**What you will do:** Return only the lines from the one that contains "Target: white pillow" through the last line of the records below, exactly as they stand. Pictures are not part of the copy.

[Region pointing data]
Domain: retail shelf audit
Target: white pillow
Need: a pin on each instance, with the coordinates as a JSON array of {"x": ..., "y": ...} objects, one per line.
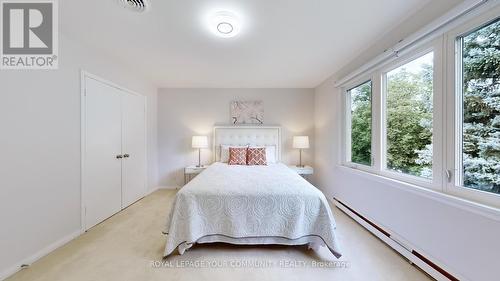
[
  {"x": 224, "y": 151},
  {"x": 270, "y": 153}
]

**Answer to the problem:**
Target: white pillow
Need: a pin on each instance, with the coordinates as a JSON array of {"x": ..., "y": ...} objects, one per line.
[
  {"x": 224, "y": 151},
  {"x": 270, "y": 153}
]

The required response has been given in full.